# Given records:
───
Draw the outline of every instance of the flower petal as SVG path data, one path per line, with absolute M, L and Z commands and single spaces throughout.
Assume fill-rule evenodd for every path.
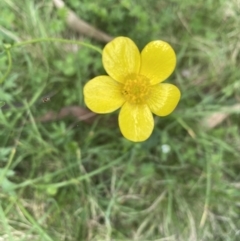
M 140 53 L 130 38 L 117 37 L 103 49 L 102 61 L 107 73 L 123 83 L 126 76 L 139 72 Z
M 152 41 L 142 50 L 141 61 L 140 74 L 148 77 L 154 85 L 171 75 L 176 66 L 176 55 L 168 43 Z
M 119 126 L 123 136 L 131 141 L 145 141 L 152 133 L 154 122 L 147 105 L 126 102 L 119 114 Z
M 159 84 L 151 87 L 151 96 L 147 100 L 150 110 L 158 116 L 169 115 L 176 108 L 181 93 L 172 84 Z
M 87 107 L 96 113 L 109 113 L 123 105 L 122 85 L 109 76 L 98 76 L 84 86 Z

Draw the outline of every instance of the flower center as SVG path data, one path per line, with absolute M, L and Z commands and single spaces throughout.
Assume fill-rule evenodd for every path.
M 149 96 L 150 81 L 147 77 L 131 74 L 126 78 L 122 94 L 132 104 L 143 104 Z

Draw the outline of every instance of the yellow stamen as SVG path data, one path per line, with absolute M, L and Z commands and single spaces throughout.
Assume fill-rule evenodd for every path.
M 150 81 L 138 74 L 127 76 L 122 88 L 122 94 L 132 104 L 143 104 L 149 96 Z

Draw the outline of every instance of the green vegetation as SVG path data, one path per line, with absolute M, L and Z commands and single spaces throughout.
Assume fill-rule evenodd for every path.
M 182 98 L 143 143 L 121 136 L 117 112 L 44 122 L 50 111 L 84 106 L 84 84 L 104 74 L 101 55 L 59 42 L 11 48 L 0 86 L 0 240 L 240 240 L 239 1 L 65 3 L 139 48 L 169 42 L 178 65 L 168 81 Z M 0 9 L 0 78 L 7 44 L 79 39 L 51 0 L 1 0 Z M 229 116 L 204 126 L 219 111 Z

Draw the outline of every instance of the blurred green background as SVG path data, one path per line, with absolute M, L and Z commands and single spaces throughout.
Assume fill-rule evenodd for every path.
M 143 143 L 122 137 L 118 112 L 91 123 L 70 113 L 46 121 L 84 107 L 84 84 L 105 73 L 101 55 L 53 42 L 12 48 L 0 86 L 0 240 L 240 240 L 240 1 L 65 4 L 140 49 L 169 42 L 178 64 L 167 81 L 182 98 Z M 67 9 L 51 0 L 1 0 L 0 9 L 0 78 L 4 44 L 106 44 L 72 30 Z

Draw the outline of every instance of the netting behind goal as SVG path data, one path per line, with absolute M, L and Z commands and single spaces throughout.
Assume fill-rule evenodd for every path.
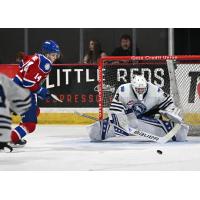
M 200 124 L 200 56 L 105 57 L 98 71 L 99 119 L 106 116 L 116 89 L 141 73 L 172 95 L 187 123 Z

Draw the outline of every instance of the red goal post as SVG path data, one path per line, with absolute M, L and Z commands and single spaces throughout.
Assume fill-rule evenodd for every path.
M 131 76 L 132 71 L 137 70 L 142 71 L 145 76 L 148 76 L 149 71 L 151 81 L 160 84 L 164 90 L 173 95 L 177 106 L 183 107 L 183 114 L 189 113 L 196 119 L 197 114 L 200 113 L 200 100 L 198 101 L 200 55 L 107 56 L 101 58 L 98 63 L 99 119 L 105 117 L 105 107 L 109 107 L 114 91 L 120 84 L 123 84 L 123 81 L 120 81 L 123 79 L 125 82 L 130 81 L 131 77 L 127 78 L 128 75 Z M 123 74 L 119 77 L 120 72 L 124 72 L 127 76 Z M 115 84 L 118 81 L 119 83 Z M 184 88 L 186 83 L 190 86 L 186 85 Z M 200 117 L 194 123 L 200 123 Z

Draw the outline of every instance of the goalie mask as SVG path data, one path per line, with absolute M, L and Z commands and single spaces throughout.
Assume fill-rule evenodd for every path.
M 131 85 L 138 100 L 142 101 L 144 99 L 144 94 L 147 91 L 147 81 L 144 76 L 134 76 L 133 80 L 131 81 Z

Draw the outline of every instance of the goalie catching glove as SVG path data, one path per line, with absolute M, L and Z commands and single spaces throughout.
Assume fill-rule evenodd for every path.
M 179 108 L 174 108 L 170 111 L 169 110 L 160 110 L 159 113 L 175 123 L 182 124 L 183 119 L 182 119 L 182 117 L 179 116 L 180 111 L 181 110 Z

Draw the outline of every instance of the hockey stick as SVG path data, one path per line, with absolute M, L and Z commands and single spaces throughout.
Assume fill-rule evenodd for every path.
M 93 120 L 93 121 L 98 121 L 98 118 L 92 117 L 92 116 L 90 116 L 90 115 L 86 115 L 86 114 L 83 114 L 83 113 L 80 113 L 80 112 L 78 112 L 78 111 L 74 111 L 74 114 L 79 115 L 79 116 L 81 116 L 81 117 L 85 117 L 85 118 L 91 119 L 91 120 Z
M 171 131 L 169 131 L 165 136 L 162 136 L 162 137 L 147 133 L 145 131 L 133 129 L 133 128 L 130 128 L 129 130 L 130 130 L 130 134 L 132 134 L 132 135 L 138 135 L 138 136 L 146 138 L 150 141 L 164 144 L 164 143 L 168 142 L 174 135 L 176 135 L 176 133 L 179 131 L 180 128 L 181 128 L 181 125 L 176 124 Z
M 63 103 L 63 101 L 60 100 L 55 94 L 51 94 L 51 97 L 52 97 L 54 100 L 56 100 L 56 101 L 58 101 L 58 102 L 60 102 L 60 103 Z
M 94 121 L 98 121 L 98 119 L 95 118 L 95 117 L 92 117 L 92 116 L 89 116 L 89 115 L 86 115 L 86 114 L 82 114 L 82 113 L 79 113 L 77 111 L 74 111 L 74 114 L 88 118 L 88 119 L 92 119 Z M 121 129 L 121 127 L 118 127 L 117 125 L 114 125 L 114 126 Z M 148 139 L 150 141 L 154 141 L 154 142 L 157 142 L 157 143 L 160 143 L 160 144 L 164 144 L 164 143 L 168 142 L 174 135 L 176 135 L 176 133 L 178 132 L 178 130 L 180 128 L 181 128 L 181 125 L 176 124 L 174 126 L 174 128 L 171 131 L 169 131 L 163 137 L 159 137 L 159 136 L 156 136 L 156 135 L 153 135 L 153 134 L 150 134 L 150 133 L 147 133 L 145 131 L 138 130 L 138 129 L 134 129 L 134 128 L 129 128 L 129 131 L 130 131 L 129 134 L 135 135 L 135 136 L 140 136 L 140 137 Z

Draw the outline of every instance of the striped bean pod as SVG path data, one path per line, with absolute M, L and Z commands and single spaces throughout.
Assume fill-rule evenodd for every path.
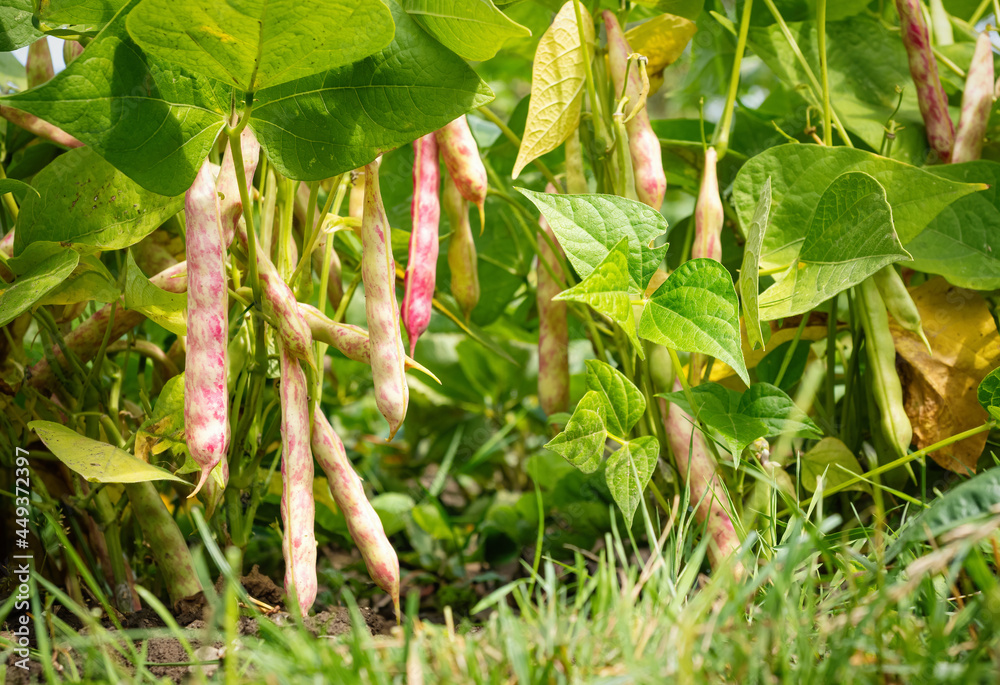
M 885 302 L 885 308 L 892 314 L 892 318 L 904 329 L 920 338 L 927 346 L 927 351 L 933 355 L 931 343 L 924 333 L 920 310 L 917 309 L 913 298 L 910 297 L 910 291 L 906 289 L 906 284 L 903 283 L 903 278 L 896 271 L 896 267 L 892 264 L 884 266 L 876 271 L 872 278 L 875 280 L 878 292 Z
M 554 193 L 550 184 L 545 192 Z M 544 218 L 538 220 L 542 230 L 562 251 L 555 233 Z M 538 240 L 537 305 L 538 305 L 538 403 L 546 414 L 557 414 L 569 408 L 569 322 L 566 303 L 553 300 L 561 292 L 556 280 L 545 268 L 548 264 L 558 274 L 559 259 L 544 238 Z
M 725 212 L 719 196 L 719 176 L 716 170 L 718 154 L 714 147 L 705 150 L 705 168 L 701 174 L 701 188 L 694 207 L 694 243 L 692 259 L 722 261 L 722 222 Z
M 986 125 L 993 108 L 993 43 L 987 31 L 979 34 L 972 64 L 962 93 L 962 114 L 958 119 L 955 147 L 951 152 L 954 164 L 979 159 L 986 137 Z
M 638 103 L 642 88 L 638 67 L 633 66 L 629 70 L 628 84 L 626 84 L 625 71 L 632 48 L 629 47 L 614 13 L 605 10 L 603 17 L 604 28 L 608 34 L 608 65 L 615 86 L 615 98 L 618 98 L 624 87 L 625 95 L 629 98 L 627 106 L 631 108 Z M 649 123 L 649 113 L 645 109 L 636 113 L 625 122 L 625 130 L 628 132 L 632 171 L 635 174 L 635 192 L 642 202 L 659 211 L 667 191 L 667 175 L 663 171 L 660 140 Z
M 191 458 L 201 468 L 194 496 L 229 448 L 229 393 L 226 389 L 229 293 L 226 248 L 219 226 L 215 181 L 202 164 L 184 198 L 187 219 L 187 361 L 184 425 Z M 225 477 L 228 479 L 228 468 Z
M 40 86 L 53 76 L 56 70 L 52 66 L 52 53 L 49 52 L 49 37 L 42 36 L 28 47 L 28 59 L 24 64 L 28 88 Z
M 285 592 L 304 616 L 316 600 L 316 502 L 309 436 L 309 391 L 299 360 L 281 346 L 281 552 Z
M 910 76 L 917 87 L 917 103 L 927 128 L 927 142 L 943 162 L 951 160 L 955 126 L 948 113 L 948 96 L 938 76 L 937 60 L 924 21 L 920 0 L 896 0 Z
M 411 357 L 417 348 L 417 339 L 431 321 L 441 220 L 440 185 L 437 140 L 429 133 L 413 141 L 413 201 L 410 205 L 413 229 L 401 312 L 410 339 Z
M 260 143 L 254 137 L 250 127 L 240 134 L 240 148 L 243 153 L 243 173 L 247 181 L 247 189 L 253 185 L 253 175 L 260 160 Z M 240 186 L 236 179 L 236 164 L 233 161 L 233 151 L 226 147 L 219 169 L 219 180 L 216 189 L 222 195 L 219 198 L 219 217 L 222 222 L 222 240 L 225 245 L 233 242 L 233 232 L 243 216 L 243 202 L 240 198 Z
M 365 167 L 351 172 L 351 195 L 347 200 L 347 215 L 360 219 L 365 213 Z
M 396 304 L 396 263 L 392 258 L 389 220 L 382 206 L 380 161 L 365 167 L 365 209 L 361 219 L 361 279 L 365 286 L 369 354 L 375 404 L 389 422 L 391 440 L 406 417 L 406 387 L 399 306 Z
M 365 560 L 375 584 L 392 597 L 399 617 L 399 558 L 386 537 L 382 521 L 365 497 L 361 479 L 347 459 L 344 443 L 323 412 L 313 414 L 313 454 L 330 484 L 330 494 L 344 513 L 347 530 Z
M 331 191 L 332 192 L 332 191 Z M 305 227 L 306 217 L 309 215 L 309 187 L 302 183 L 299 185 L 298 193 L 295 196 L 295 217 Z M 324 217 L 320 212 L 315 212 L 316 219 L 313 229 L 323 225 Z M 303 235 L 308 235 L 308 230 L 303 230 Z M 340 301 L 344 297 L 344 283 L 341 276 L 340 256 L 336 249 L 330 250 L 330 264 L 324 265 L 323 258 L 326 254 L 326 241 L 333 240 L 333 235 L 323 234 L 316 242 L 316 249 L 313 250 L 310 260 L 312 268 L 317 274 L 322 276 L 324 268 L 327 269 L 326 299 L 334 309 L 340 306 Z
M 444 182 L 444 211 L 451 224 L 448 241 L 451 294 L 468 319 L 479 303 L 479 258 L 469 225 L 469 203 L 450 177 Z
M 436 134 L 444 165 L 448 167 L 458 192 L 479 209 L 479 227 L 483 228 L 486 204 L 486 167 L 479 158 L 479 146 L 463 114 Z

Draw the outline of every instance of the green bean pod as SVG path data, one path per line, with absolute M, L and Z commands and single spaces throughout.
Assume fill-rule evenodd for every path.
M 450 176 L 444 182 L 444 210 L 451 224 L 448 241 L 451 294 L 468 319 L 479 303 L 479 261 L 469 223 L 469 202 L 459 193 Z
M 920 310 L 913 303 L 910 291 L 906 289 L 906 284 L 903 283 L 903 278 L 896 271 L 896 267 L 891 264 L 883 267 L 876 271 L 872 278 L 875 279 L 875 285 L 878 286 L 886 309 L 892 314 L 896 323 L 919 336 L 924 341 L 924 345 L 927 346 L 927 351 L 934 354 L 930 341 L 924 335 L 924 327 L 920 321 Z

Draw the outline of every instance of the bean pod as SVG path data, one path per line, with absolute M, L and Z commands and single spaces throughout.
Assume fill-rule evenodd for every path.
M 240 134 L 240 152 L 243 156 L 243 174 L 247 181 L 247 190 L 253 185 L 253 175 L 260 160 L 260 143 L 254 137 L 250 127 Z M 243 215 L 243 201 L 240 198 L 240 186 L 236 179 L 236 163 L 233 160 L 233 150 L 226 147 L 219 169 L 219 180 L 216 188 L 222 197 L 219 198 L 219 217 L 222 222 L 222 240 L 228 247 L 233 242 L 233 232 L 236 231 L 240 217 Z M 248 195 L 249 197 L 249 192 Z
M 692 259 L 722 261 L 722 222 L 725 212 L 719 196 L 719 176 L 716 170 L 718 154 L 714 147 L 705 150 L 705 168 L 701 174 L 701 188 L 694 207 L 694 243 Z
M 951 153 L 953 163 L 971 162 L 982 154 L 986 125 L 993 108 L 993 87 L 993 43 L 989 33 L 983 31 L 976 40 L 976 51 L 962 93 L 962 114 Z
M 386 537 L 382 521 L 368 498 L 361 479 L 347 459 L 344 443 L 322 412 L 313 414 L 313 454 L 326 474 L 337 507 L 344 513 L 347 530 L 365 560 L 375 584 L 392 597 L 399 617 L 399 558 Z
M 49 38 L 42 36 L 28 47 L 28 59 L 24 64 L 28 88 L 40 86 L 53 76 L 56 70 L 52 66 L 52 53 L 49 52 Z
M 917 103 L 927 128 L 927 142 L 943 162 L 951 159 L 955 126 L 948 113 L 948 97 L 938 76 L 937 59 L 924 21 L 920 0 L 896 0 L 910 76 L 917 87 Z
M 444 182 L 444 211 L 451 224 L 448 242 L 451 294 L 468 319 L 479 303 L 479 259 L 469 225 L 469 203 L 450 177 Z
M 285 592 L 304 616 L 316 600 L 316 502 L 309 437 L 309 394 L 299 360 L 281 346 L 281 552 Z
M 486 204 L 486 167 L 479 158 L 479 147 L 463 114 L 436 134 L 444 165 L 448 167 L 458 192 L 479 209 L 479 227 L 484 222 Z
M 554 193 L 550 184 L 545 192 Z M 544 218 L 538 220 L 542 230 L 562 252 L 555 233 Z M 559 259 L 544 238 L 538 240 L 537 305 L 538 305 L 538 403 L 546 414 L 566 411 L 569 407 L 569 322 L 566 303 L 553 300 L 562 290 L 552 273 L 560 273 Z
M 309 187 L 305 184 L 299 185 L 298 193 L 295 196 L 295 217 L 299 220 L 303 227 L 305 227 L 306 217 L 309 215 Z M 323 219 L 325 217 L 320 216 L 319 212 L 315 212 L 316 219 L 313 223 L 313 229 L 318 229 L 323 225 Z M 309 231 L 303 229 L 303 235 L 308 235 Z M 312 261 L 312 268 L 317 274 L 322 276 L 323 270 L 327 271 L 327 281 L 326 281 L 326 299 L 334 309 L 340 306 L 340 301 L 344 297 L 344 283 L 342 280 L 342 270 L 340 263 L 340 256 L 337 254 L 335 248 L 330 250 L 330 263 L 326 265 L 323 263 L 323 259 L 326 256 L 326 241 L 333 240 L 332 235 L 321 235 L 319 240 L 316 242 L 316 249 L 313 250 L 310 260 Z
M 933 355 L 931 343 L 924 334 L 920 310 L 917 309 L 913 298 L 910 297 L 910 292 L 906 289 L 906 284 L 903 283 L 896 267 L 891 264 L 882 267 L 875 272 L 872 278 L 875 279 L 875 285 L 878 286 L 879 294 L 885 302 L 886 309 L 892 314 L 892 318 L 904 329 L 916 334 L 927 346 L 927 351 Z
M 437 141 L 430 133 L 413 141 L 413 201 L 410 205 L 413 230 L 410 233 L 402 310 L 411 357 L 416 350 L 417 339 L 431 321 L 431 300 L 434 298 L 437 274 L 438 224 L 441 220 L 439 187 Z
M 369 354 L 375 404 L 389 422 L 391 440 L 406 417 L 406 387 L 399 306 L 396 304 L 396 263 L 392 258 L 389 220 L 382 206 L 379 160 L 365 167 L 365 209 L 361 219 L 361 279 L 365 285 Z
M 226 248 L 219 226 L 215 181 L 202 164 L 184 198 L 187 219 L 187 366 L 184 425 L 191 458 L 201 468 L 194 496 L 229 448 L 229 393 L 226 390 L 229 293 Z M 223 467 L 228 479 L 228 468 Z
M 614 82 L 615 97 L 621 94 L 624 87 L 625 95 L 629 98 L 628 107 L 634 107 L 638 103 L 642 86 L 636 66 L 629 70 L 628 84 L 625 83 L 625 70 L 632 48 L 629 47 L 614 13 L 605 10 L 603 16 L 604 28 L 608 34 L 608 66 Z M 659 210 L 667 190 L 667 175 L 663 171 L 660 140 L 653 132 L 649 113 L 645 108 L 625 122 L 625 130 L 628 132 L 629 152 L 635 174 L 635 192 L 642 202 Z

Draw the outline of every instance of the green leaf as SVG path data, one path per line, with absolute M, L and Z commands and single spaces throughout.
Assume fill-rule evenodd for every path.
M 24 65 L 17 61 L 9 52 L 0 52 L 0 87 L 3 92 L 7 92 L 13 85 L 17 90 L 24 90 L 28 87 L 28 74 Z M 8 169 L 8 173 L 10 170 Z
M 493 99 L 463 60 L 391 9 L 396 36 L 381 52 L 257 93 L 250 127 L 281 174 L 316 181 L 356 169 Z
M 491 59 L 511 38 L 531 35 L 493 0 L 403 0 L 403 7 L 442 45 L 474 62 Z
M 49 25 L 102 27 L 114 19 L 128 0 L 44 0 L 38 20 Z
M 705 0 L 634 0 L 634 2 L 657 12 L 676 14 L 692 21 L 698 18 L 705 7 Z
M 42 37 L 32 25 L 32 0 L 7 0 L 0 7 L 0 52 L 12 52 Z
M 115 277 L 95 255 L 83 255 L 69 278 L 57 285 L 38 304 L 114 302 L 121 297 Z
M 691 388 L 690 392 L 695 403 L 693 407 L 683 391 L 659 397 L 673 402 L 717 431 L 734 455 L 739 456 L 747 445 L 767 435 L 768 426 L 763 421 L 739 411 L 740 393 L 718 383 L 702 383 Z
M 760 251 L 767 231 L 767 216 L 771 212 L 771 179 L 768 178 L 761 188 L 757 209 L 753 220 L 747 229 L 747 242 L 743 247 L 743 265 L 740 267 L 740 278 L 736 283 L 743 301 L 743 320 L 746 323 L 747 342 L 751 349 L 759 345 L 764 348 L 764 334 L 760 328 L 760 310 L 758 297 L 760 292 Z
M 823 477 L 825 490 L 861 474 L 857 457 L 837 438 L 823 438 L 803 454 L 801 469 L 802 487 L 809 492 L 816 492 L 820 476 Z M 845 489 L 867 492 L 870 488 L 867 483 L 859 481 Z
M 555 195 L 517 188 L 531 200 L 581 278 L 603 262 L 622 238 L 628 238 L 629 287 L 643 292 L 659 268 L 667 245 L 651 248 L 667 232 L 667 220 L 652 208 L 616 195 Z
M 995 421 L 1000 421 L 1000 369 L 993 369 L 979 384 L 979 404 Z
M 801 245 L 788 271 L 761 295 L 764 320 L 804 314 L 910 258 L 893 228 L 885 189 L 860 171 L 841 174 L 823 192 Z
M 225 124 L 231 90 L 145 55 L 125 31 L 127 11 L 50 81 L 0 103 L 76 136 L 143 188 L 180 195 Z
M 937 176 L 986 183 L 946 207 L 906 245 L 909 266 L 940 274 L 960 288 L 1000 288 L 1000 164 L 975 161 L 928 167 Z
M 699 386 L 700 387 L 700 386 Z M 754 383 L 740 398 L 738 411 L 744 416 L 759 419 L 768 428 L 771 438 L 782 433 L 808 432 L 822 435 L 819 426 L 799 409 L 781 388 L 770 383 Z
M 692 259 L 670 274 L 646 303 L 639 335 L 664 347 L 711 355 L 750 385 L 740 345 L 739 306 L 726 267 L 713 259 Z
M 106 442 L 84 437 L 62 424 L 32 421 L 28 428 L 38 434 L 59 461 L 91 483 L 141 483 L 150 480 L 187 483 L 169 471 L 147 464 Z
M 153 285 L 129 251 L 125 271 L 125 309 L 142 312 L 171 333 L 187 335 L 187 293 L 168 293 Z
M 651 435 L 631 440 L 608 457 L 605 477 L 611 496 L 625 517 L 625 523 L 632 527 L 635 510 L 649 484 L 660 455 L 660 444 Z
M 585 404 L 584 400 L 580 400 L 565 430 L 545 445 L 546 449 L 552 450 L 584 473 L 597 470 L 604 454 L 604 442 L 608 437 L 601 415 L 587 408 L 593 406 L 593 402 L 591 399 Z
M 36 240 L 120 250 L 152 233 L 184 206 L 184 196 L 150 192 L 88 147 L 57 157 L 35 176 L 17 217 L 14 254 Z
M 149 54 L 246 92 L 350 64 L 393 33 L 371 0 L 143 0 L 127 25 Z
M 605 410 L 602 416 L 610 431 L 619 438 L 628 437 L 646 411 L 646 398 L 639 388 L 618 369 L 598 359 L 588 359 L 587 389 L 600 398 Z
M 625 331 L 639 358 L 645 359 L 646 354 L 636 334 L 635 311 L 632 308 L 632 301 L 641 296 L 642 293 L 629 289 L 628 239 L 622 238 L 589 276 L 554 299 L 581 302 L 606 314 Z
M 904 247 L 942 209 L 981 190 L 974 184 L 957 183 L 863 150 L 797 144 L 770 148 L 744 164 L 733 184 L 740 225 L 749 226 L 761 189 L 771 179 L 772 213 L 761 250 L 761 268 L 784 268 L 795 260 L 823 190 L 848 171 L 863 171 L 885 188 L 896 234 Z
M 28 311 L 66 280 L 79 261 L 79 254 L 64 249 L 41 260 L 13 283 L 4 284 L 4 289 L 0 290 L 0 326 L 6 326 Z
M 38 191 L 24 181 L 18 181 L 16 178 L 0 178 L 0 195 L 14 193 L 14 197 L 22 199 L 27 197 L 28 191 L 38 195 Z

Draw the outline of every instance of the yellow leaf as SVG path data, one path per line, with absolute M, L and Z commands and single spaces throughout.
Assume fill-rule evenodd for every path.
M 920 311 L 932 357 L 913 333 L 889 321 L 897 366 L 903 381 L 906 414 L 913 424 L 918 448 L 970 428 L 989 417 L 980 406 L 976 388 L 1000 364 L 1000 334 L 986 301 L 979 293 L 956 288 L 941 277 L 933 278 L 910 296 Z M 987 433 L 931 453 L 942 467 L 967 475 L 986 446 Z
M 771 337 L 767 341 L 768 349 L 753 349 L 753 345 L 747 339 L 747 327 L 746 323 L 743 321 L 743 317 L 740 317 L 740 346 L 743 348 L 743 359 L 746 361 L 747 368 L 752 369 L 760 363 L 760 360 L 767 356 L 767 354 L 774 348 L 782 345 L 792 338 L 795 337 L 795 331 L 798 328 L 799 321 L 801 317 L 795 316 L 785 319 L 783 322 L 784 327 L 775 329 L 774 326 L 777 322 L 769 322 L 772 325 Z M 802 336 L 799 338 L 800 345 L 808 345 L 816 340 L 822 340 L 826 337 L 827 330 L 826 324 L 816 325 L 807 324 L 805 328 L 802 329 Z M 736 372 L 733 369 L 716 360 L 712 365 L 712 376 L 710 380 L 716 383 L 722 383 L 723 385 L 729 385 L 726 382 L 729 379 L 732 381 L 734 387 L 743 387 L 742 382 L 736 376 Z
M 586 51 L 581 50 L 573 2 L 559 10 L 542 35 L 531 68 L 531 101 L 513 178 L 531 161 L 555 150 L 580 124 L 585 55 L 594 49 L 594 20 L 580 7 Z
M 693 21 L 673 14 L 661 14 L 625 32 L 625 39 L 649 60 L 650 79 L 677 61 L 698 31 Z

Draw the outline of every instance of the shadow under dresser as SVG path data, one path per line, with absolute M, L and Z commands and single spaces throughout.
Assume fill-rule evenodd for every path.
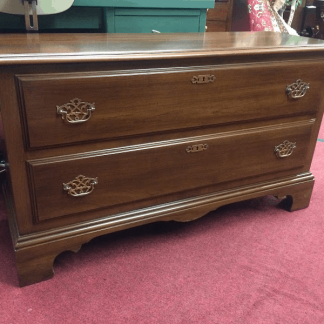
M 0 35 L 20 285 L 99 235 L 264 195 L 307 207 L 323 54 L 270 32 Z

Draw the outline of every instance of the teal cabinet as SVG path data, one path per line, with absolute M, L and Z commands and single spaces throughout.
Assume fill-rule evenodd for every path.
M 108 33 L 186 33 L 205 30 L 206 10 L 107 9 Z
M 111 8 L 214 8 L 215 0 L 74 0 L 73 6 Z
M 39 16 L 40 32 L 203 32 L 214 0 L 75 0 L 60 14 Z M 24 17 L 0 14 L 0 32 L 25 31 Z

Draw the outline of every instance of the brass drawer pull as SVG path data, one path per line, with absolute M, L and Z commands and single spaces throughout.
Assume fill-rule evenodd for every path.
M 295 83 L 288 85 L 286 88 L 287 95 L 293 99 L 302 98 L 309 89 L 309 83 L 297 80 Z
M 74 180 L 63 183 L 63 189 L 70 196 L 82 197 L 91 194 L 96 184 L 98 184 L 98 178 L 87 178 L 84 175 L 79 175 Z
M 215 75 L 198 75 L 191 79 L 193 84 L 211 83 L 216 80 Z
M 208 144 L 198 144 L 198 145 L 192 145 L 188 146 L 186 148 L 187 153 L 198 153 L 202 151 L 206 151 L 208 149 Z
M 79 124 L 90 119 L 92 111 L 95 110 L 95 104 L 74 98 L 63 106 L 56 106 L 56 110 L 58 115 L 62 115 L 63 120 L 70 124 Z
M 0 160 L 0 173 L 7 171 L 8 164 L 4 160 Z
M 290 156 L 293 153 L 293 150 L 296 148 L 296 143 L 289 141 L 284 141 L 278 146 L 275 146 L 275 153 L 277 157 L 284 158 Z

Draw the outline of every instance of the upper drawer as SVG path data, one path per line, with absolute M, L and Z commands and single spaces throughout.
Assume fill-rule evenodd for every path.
───
# Task brief:
From the records above, print only the lines between the one holding "Draw the outline of every instance of the red" and the one holding "Draw the outline of every instance of the hockey", inclusive, exactly as they stand.

# Response for this exercise:
Draw the outline of every instance of the red goal post as SVG path data, one path per line, with absolute M, L and Z commands and single spaces throughout.
Assume fill-rule evenodd for every path.
M 131 76 L 132 71 L 137 70 L 142 71 L 145 76 L 148 76 L 149 71 L 151 81 L 160 84 L 164 90 L 173 95 L 177 106 L 183 107 L 183 114 L 189 113 L 196 119 L 197 114 L 200 113 L 200 100 L 198 101 L 200 55 L 107 56 L 101 58 L 98 63 L 99 119 L 105 117 L 105 107 L 109 107 L 114 91 L 120 84 L 123 84 L 123 81 L 120 81 L 123 79 L 125 82 L 130 81 L 131 77 L 127 78 L 128 75 Z M 123 74 L 119 77 L 120 72 L 124 72 L 127 76 Z M 115 84 L 118 81 L 119 83 Z M 184 88 L 186 83 L 190 86 L 186 85 Z M 200 117 L 194 123 L 200 123 Z

Draw the outline of every instance of the goalie mask as SVG path data, one path per line, with absolute M, L and Z commands and single spaces throughout.
Assume fill-rule evenodd for every path.
M 131 85 L 138 100 L 142 101 L 144 99 L 144 94 L 147 91 L 147 81 L 144 76 L 134 76 L 133 80 L 131 81 Z

Draw the outline of every instance of the goalie catching glove as SVG path data, one path per line, with absolute M, L and Z commands and single spaces throughout.
Assume fill-rule evenodd for every path.
M 179 108 L 174 108 L 170 111 L 169 110 L 160 110 L 159 113 L 175 123 L 182 124 L 183 119 L 182 119 L 182 117 L 179 116 L 180 111 L 181 110 Z

Draw the outline of every instance of the hockey stick as SVG path data, one path per line, with absolute M, L and Z commands and single spaces throughout.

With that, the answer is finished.